--- Istruzioni di lavoro ---
Continua la recensione del film "Mia madre" di Nanni Moretti dal punto in cui si interrompe.

--- Testo di partenza ---
Mia madre, l’ultimo film di Nanni Moretti

Manifestanti in piazza picchiati brutalmente dalla polizia. Una fabbrica con centinaia di operai venduta a un’azienda straniera. Il nuovo proprietario che promette tagli e licenziamenti. Crisi economica, disoccupazione, precarietà: sembrerebbe il tema dell’ultimo lavoro di Nanni Moretti. Ma non è così e l’impressione è subito fugata da quello “stop” gridato dalla regista alla troupe. È solo la scena di un film, pure venuta male a giudicare dalle perplessità di Margherita, la regista, che si agita, s’arrabbia, trova difetti nella recitazione di attori e comparse. E l’arrivo della star americana (un bravissimo John Turturro) che dovrà interpretare il nuovo padrone complica ulteriormente le cose. Barry, divo capriccioso e instabile, dimentica le battute o le pronuncia a modo suo, suscitando gli scoppi d’ira di Margherita. Che è regista di fama ma con una vita privata allo sbando: divorziata, con una figlia adolescente che va male a scuola, un amante appena mollato e, soprattutto, una madre malata, degente da tempo in ospedale. Ad aiutarla nell’assistenza all’anziana genitrice il fratello Giovanni (lo stesso Moretti), mite e premuroso. La vita di Margherita si consuma stancamente tra le snervanti riprese del film e le corse al capezzale materno. Giovanni e Margherita che quasi si scambiano i ruoli tradizionali di figlio e figlia: lui che si mette in aspettativa per curare la madre, lei sempre più assorbita dal suo lavoro.

--- Informazioni ---
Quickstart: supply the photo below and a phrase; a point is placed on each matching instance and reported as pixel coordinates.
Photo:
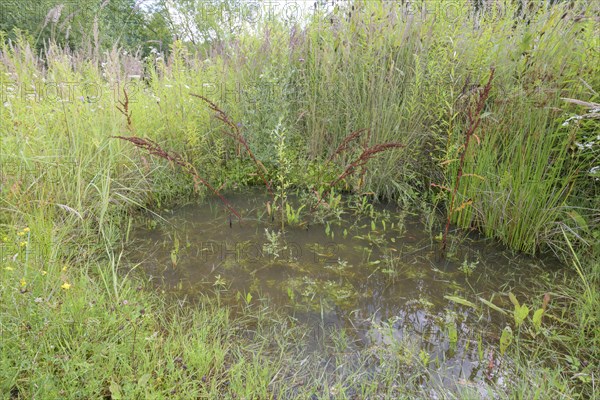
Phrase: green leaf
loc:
(460, 300)
(514, 300)
(492, 305)
(505, 339)
(520, 314)
(144, 379)
(579, 220)
(537, 318)
(115, 390)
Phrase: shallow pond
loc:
(376, 274)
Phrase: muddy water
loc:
(377, 274)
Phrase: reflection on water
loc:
(379, 277)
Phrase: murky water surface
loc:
(377, 274)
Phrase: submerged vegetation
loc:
(374, 100)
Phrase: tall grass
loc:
(405, 77)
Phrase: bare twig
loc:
(235, 133)
(474, 119)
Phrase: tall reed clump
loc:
(526, 172)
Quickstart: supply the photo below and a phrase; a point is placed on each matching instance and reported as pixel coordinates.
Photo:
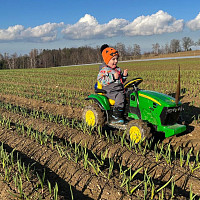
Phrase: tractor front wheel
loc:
(93, 115)
(137, 130)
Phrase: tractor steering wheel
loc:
(134, 82)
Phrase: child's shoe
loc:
(117, 116)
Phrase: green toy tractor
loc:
(143, 109)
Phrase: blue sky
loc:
(54, 24)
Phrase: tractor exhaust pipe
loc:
(177, 96)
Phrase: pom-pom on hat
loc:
(108, 53)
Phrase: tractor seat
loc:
(98, 89)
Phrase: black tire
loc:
(93, 115)
(137, 131)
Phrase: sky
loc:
(54, 24)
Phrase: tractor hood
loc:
(158, 98)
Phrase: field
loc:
(46, 152)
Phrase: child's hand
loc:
(116, 75)
(125, 72)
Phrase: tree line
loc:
(85, 55)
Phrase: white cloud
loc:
(158, 23)
(11, 33)
(88, 27)
(194, 24)
(43, 33)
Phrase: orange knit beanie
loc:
(108, 53)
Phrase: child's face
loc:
(113, 62)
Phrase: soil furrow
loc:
(73, 171)
(159, 170)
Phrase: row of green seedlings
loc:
(13, 169)
(160, 151)
(78, 153)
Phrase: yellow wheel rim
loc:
(90, 118)
(135, 134)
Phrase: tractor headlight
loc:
(175, 109)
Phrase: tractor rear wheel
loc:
(137, 130)
(93, 115)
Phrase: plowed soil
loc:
(85, 183)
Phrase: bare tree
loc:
(33, 58)
(187, 42)
(122, 50)
(155, 48)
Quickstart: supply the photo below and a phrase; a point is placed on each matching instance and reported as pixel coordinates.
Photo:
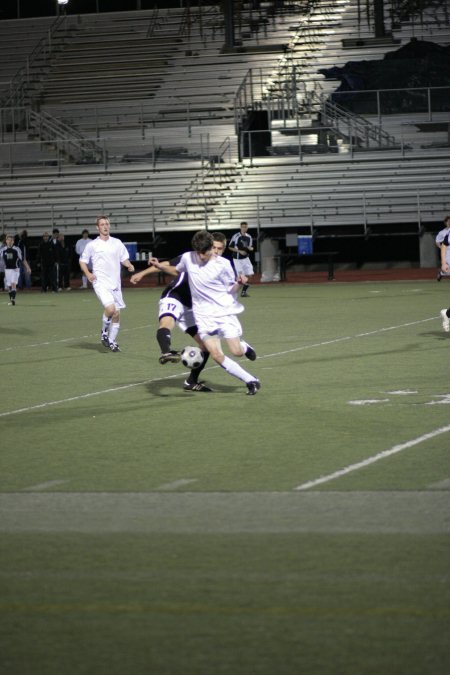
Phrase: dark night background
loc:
(12, 9)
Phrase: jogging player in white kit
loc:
(214, 288)
(105, 255)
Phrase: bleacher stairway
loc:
(157, 97)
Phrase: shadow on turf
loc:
(160, 387)
(13, 331)
(90, 346)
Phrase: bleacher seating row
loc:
(142, 82)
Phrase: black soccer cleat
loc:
(198, 386)
(250, 353)
(253, 387)
(105, 340)
(170, 357)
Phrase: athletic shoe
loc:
(199, 386)
(105, 340)
(250, 353)
(172, 357)
(253, 387)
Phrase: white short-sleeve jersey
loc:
(105, 257)
(81, 245)
(210, 283)
(441, 235)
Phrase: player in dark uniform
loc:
(12, 259)
(175, 308)
(241, 245)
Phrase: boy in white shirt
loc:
(105, 255)
(214, 288)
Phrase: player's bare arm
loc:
(151, 269)
(240, 281)
(90, 276)
(444, 265)
(128, 265)
(164, 266)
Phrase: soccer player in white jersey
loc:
(441, 235)
(105, 255)
(214, 288)
(241, 245)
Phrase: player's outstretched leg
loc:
(168, 355)
(192, 383)
(248, 350)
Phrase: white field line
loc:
(131, 385)
(371, 460)
(50, 343)
(44, 486)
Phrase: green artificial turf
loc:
(248, 574)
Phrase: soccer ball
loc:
(191, 357)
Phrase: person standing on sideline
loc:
(12, 258)
(25, 269)
(2, 263)
(441, 235)
(64, 262)
(214, 288)
(54, 242)
(241, 245)
(79, 248)
(46, 262)
(106, 254)
(445, 267)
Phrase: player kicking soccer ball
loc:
(214, 288)
(105, 255)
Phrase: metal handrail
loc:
(43, 50)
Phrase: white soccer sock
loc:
(106, 323)
(236, 370)
(113, 331)
(244, 346)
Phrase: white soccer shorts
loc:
(108, 296)
(184, 316)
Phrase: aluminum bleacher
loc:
(159, 96)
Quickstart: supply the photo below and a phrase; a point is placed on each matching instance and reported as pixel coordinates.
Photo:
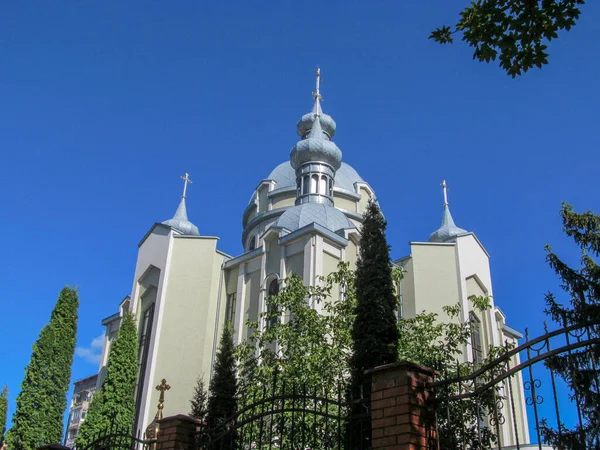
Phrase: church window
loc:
(230, 312)
(323, 185)
(314, 181)
(476, 342)
(305, 184)
(273, 290)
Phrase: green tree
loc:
(114, 402)
(514, 31)
(374, 332)
(300, 345)
(41, 404)
(3, 412)
(198, 401)
(578, 368)
(222, 399)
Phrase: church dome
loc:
(448, 230)
(316, 147)
(302, 215)
(285, 176)
(180, 221)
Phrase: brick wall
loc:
(401, 419)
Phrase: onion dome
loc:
(306, 122)
(180, 221)
(302, 215)
(316, 147)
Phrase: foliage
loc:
(222, 399)
(38, 419)
(198, 401)
(579, 368)
(3, 412)
(514, 31)
(427, 340)
(300, 353)
(114, 403)
(374, 332)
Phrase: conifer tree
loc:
(198, 401)
(114, 402)
(578, 368)
(222, 398)
(41, 404)
(3, 412)
(375, 329)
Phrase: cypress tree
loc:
(3, 411)
(578, 368)
(375, 329)
(41, 404)
(222, 397)
(198, 401)
(114, 403)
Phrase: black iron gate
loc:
(294, 416)
(490, 406)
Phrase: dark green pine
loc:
(3, 412)
(222, 399)
(41, 404)
(578, 368)
(375, 331)
(114, 402)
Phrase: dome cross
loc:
(317, 93)
(186, 179)
(445, 188)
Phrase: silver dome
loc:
(302, 215)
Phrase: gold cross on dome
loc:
(317, 93)
(186, 179)
(162, 387)
(445, 188)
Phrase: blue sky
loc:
(103, 105)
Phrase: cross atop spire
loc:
(445, 188)
(186, 179)
(317, 94)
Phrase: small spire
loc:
(445, 188)
(186, 179)
(448, 229)
(180, 221)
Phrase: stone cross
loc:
(317, 93)
(162, 387)
(186, 180)
(445, 188)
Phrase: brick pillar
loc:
(177, 433)
(401, 418)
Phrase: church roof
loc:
(180, 221)
(448, 230)
(301, 215)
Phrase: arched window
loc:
(273, 290)
(323, 185)
(314, 184)
(305, 185)
(476, 342)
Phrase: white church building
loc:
(303, 218)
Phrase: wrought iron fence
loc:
(294, 416)
(491, 406)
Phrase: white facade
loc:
(304, 218)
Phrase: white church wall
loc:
(435, 277)
(189, 315)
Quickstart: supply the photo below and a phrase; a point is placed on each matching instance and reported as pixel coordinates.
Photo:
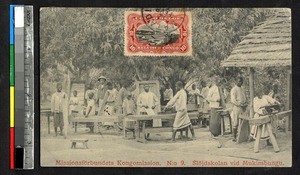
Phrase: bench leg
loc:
(230, 124)
(257, 139)
(287, 122)
(187, 132)
(75, 126)
(222, 126)
(73, 145)
(85, 145)
(272, 137)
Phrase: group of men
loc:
(107, 100)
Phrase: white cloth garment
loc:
(58, 102)
(149, 99)
(258, 104)
(168, 94)
(179, 101)
(213, 97)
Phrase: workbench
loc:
(142, 130)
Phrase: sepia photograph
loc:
(165, 87)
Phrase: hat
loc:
(101, 77)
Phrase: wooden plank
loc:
(272, 138)
(95, 119)
(243, 131)
(158, 130)
(251, 89)
(257, 139)
(259, 121)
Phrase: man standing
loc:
(238, 100)
(214, 99)
(168, 94)
(194, 95)
(58, 102)
(101, 90)
(121, 96)
(147, 101)
(203, 102)
(182, 119)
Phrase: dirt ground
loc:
(111, 149)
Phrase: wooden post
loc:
(251, 89)
(289, 98)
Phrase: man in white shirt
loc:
(101, 89)
(194, 95)
(203, 107)
(58, 102)
(73, 102)
(147, 101)
(182, 119)
(214, 99)
(238, 100)
(168, 94)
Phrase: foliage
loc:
(86, 39)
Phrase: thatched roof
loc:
(267, 45)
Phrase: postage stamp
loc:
(158, 33)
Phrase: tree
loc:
(86, 39)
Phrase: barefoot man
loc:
(182, 119)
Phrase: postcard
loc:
(165, 87)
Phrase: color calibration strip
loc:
(12, 90)
(21, 87)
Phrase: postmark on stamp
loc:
(158, 33)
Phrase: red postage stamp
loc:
(158, 33)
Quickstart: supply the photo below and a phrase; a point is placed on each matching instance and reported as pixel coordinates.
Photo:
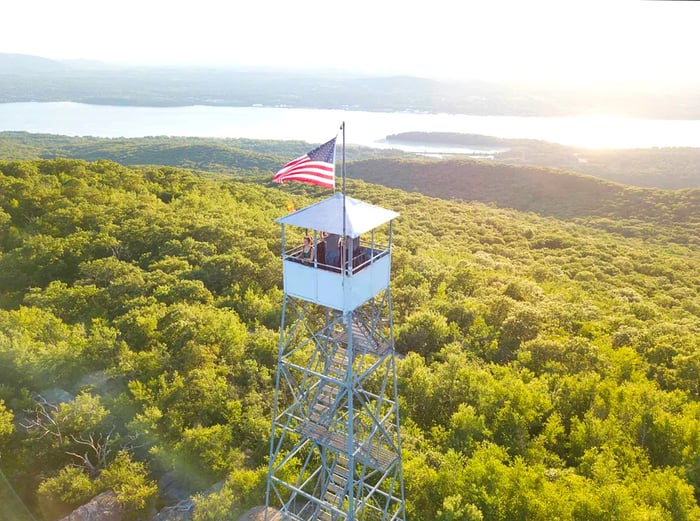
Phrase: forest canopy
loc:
(549, 369)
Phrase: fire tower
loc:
(335, 449)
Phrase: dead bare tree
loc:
(97, 449)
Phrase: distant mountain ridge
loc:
(24, 63)
(30, 78)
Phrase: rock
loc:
(103, 507)
(258, 514)
(182, 511)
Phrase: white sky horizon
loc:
(610, 42)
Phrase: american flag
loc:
(316, 167)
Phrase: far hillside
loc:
(671, 168)
(642, 212)
(653, 214)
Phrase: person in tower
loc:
(333, 250)
(307, 252)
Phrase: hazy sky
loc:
(560, 40)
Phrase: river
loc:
(316, 125)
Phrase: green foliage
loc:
(129, 480)
(549, 369)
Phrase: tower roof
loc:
(326, 215)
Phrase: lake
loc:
(315, 126)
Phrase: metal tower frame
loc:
(335, 447)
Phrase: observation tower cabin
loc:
(363, 267)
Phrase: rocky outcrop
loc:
(103, 507)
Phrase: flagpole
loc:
(343, 253)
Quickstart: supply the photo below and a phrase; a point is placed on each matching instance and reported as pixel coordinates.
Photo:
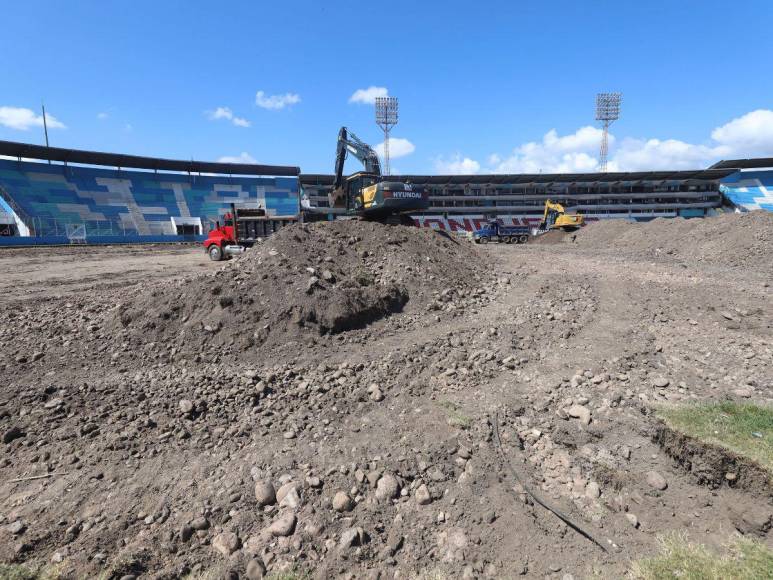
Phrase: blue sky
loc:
(487, 86)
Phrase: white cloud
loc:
(24, 119)
(227, 114)
(751, 133)
(276, 101)
(457, 165)
(554, 154)
(747, 136)
(368, 96)
(243, 157)
(398, 147)
(654, 154)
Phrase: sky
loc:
(486, 87)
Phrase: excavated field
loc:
(356, 401)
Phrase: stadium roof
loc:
(27, 150)
(698, 175)
(744, 163)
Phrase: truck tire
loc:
(215, 253)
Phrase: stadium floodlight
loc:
(607, 111)
(386, 118)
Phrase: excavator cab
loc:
(555, 217)
(366, 194)
(359, 188)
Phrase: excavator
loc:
(555, 218)
(365, 194)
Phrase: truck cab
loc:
(242, 227)
(493, 231)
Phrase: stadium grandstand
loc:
(53, 195)
(464, 202)
(61, 195)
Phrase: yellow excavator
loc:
(556, 218)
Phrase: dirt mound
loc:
(711, 464)
(553, 237)
(312, 279)
(730, 240)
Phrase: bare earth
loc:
(240, 439)
(49, 272)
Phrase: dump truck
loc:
(493, 231)
(242, 227)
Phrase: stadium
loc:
(54, 196)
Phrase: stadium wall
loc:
(749, 190)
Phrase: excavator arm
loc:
(349, 143)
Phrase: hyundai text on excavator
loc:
(365, 194)
(555, 218)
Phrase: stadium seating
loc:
(138, 202)
(749, 189)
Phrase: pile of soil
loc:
(730, 240)
(312, 280)
(242, 423)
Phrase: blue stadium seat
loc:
(137, 202)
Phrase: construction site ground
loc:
(396, 438)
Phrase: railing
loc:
(44, 227)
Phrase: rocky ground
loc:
(357, 401)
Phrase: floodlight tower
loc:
(386, 118)
(607, 111)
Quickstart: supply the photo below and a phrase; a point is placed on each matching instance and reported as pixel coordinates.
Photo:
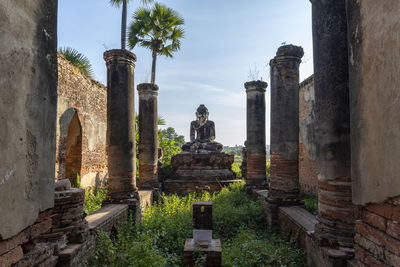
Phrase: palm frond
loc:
(78, 60)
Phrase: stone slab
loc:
(300, 216)
(106, 215)
(296, 222)
(213, 252)
(183, 187)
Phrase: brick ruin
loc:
(81, 127)
(341, 126)
(308, 172)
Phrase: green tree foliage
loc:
(78, 60)
(124, 4)
(157, 29)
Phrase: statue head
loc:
(202, 114)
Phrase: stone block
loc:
(213, 253)
(108, 217)
(40, 254)
(318, 255)
(11, 257)
(297, 222)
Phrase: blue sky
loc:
(224, 41)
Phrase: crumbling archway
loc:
(73, 155)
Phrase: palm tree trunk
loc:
(123, 24)
(153, 67)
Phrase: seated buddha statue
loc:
(202, 133)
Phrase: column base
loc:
(327, 256)
(331, 233)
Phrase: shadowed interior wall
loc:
(80, 95)
(374, 56)
(28, 108)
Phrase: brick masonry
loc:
(26, 248)
(335, 211)
(256, 168)
(377, 234)
(284, 183)
(78, 93)
(308, 175)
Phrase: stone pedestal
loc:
(284, 180)
(121, 145)
(195, 172)
(213, 253)
(332, 128)
(256, 153)
(148, 136)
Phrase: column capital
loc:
(260, 86)
(119, 56)
(147, 88)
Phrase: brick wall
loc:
(308, 175)
(26, 248)
(377, 240)
(88, 98)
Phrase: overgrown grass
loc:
(159, 239)
(94, 198)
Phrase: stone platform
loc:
(196, 172)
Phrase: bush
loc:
(310, 202)
(258, 248)
(94, 199)
(159, 239)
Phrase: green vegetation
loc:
(159, 239)
(124, 4)
(93, 198)
(157, 29)
(78, 60)
(310, 201)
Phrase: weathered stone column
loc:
(256, 158)
(284, 179)
(121, 146)
(332, 128)
(148, 136)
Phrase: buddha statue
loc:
(202, 134)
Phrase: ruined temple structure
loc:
(81, 127)
(336, 134)
(201, 165)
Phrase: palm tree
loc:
(78, 60)
(157, 29)
(124, 3)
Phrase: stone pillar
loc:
(256, 158)
(148, 136)
(284, 179)
(332, 128)
(121, 146)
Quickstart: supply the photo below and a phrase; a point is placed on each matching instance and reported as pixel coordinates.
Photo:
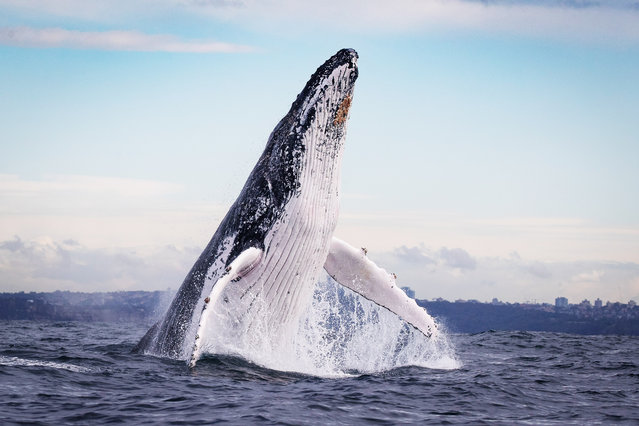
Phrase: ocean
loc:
(85, 373)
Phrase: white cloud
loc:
(512, 278)
(616, 21)
(48, 265)
(103, 211)
(110, 40)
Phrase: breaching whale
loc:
(269, 250)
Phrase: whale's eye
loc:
(342, 111)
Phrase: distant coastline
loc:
(457, 317)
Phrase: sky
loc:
(492, 146)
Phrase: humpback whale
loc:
(263, 262)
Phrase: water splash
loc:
(339, 333)
(22, 362)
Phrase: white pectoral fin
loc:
(240, 267)
(351, 268)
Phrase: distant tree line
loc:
(457, 317)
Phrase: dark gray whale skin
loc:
(272, 183)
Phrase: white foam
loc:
(339, 333)
(23, 362)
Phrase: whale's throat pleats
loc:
(274, 294)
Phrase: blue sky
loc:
(491, 152)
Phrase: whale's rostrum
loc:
(261, 265)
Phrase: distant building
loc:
(409, 292)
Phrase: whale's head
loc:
(310, 138)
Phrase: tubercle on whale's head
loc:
(328, 95)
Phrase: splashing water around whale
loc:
(339, 333)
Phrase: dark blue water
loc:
(73, 373)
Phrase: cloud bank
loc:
(581, 20)
(48, 265)
(455, 273)
(111, 40)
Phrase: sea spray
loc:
(339, 333)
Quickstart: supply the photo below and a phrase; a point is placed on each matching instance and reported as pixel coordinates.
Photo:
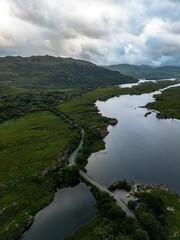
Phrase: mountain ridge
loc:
(146, 71)
(47, 70)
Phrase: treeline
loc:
(111, 221)
(120, 185)
(19, 104)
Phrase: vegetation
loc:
(153, 220)
(120, 185)
(146, 71)
(167, 103)
(44, 71)
(29, 149)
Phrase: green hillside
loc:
(147, 72)
(40, 71)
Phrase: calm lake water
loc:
(138, 148)
(143, 149)
(71, 208)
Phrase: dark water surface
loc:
(143, 149)
(71, 208)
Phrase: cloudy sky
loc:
(102, 31)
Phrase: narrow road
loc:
(104, 189)
(72, 161)
(72, 158)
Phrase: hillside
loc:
(40, 71)
(147, 72)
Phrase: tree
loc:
(141, 235)
(132, 205)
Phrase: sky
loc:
(104, 32)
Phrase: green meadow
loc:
(28, 146)
(167, 103)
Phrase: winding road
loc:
(72, 161)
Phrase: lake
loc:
(138, 148)
(71, 208)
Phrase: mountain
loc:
(146, 71)
(37, 71)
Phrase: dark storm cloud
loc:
(102, 31)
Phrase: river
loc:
(138, 148)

--- Risposta ---
Un film nel film, Mia madre (Italia 2015), come tutte le opere del regista romano, è di non facile lettura. Non ha come tema la crisi che, come abbiamo visto, è solo un pretesto per inquadrare il mestiere di Margherita. Nemmeno la famiglia, che è solo abbozzata in funzione dell’inquietudine e delle preoccupazioni di Margherita: l’ex-marito assente, la figlia svogliata, il fratello cui appoggiarsi nei momenti di bisogno. Il tema è la madre, ex-insegnante di materie classiche, la sua malattia, il suo decadimento fisico e psichico. Ma è come se questi piani rimanessero distanti e non collegati tra loro. I continui flash-back che sono forse sogni o viceversa, confondono ritmi e sensazioni. Dimensione onirica e reale creano sì emozioni, anche intense, come nella scena della casa allagata, ma il ricorso al simbolismo è quasi di maniera. Anche le straordinarie interpretazioni di Margherita, una Buy nevrotica e insicura, e di Ada, la madre, una grande Giulia Lazzarini, non riescono a dare un’impronta unitaria al film. Che non ha né la dolorosa introspezione de “La stanza del figlio”, in cui il protagonista riesce a cambiare se stesso dopo la tragedia che l’ha colpito, né la geniale intuizione di “Habemus Papam”, quasi una premonizione della nomina al soglio pontificio di un Papa diverso.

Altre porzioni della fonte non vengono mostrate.